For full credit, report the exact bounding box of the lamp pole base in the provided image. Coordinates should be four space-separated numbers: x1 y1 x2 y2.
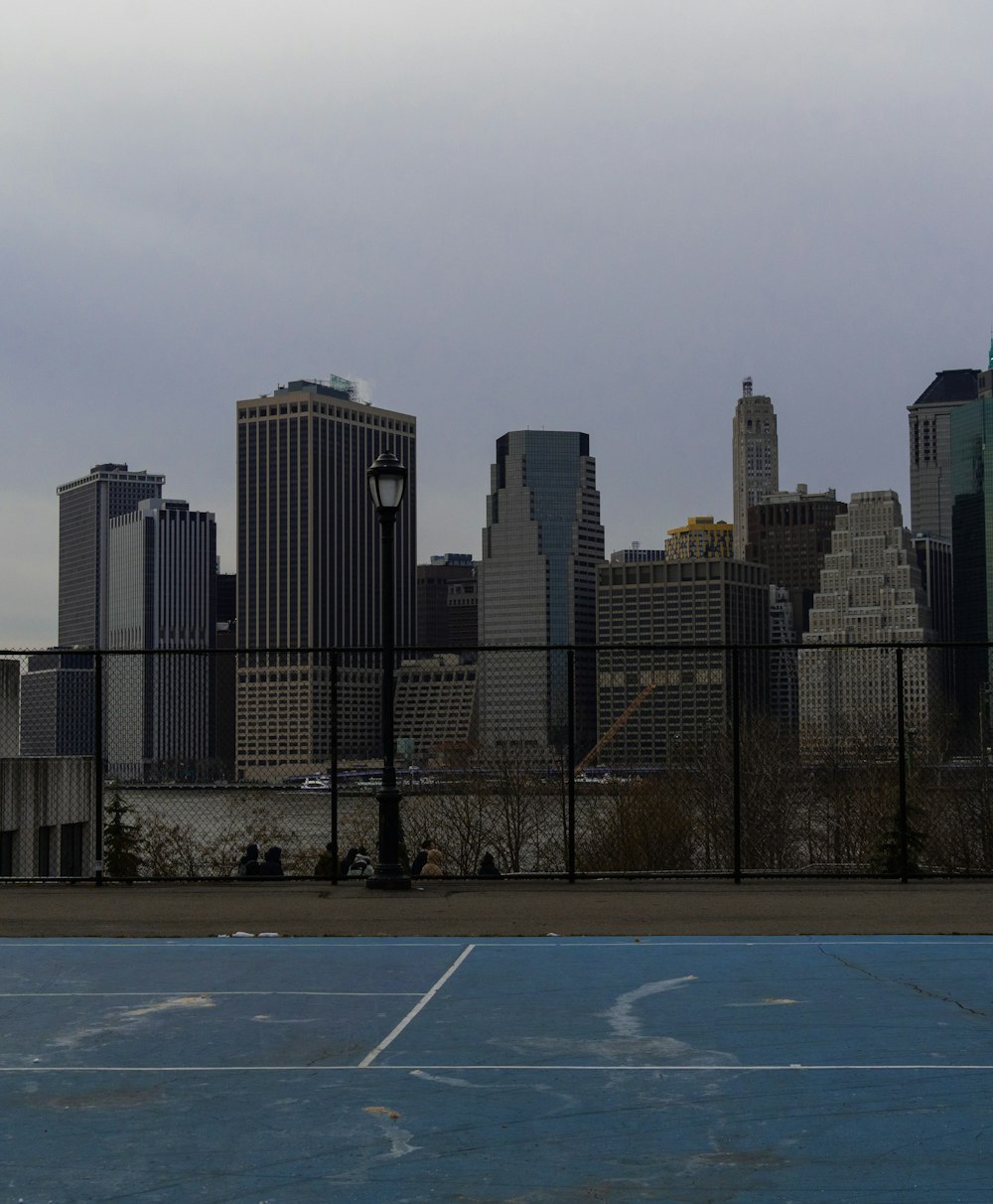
365 870 410 891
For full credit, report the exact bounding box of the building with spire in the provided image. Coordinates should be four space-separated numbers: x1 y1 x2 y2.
732 376 779 560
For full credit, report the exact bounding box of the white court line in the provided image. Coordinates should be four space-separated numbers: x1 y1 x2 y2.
0 987 420 999
358 945 476 1070
0 935 993 954
0 1064 993 1074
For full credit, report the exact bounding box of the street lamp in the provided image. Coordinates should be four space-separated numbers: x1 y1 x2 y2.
365 452 410 890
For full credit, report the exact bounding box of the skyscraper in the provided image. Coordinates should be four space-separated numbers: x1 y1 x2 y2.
907 369 980 539
237 376 416 777
597 556 770 766
21 464 165 756
104 498 216 780
57 464 165 648
799 489 941 753
477 430 604 750
949 379 993 722
745 484 849 636
418 551 479 653
732 376 779 560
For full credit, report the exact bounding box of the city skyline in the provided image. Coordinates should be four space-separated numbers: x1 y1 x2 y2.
0 0 993 647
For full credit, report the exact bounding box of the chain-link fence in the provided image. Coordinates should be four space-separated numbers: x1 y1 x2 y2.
0 644 993 880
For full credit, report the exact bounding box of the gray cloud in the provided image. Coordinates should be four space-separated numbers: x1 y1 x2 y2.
0 0 993 643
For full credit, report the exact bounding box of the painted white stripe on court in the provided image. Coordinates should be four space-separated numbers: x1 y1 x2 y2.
358 945 476 1070
0 988 420 999
0 935 993 954
0 1064 993 1074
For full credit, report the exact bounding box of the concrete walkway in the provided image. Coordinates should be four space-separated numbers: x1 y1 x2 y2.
0 880 993 937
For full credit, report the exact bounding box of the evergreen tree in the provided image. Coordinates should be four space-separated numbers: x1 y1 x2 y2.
103 790 141 878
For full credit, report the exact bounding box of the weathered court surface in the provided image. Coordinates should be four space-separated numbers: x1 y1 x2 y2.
0 929 993 1204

**********

● Problem to solve: Recast every line of the material above as a Markdown table with the columns Row and Text, putting a row number in the first column and the line in the second. Skip blank lines and leave the pictures out.

● Result of the exercise:
| Row | Text |
|---|---|
| 1 | For full credit, report the exact bounding box of the lamp pole base in the provided image. Coordinates should be four space-separated numbers: x1 y1 x2 y2. |
| 2 | 365 870 410 891 |
| 3 | For full credit, report the exact bounding box of the building with spire in the provided image. Coordinates should be four space-separated numbers: x1 y1 x2 y2. |
| 4 | 732 376 779 560 |
| 5 | For full credit, report the exact bounding box of the white court line in the provided image. Coordinates should be four space-separated numbers: x1 y1 x2 y2. |
| 6 | 0 987 420 999 |
| 7 | 358 945 476 1070 |
| 8 | 0 935 993 954 |
| 9 | 0 1064 993 1074 |
| 10 | For full credit, report the exact bounding box of the street lamp in the provided image. Coordinates should be four space-separated numbers: x1 y1 x2 y2. |
| 11 | 365 452 410 890 |
| 12 | For full credit, report the exact bounding box of the skyscraper in the provided image. Coordinates should be four space-separated numbers: x1 y1 x2 y2. |
| 13 | 907 369 980 539 |
| 14 | 237 376 416 777 |
| 15 | 597 556 770 766 |
| 16 | 21 464 165 756 |
| 17 | 104 498 216 780 |
| 18 | 57 464 165 648 |
| 19 | 799 489 941 753 |
| 20 | 477 430 604 750 |
| 21 | 949 379 993 722 |
| 22 | 745 484 849 636 |
| 23 | 418 551 479 653 |
| 24 | 732 376 779 560 |
| 25 | For full credit, report the exact bounding box of the city skyline in the provided image. Coordinates should be four space-separated numbers: x1 y1 x2 y2. |
| 26 | 0 0 993 647 |
| 27 | For full credit, report the exact bounding box of the chain-link fence in the provided image. Coordinates should be four space-separated numbers: x1 y1 x2 y2. |
| 28 | 0 644 993 880 |
| 29 | For full credit, report the exact bounding box of the gray cloud in the provided image. Coordinates should be four space-separated numbers: x1 y1 x2 y2. |
| 30 | 0 0 993 643 |
| 31 | For full credit, report the exact bounding box of the painted white stripe on court in the provided image. Coordinates should be four space-separated numbers: x1 y1 x2 y2. |
| 32 | 358 945 476 1070 |
| 33 | 0 988 420 999 |
| 34 | 0 935 993 954 |
| 35 | 0 1064 993 1074 |
| 36 | For full credit, report the exact bounding box of the concrete walkway in the provided image. Coordinates should be four space-separated numbers: x1 y1 x2 y2. |
| 37 | 0 880 993 937 |
| 38 | For full credit, report the exact bounding box of the evergreen tree in the provided image. Coordinates should be four space-separated numbers: x1 y1 x2 y2. |
| 39 | 103 790 141 878 |
| 40 | For full credit, report the exact bounding box of the weathered court surface in the provided image. Coordinates should be four space-separated numbers: x1 y1 x2 y2. |
| 41 | 0 929 993 1204 |